• **Your task**
Each line of the records below needs repeating exactly. Skip the pictures.

• **Source data**
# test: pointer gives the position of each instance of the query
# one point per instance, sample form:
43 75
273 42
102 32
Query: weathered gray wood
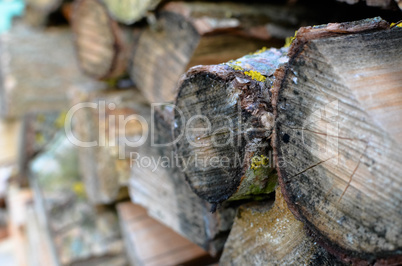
158 184
37 70
104 171
103 47
79 233
186 34
338 137
149 242
37 130
230 157
267 233
376 3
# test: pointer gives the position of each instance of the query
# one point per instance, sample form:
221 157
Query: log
223 123
266 232
130 11
66 214
386 4
39 250
149 242
44 87
40 13
105 168
338 137
157 183
37 130
103 46
189 34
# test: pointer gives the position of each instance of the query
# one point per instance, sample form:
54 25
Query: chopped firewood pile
200 133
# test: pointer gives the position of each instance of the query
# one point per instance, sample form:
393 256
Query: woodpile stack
205 133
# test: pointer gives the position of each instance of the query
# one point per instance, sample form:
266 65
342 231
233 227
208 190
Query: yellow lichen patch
235 67
259 161
255 75
234 64
289 40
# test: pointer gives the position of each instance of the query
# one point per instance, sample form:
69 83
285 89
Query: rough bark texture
102 45
37 68
160 187
104 169
149 242
39 13
267 233
130 11
338 137
79 233
223 123
189 34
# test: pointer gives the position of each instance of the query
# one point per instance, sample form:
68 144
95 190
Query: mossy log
130 11
149 242
267 233
186 34
158 184
338 137
103 46
223 124
104 167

• **Expected answer**
# test: pointer gives the position of each instance of the query
# one point per instance, sample form:
43 75
273 42
102 32
Query: weathered gray wood
158 184
37 70
104 171
103 47
79 233
186 34
338 137
149 242
37 130
230 157
267 233
376 3
# test: pointer gives the position of each instance of the query
# one point per instance, sample form:
221 157
Query: log
223 123
266 232
130 11
66 214
386 4
39 250
149 242
44 87
40 13
105 168
338 137
157 183
37 130
103 46
189 34
# test: pointer gives the position of each instance of the query
# one point per instance, sample form:
54 25
Query: chopped firewood pile
200 133
# test: pointer gives the position of each instance of the query
# one point per instance, sample form:
393 256
Query: woodpile stack
205 133
# test: pointer gives the position of each instance of the query
# one point per instance, sample form:
266 65
342 231
233 227
208 190
Query: yellow lichen patch
235 67
259 161
255 75
234 64
289 40
# test: pointer gives the position of each instance of the query
# one point per instance, sample form:
69 83
285 89
Query: rough bark texture
102 45
37 68
160 187
104 169
149 242
39 13
267 233
130 11
338 137
79 233
223 123
189 34
# test: pointer gives the position of each instance of the query
# one point per instance, sample form:
68 144
95 190
Query: mossy log
130 11
149 242
267 233
186 34
158 184
338 137
103 46
223 124
104 167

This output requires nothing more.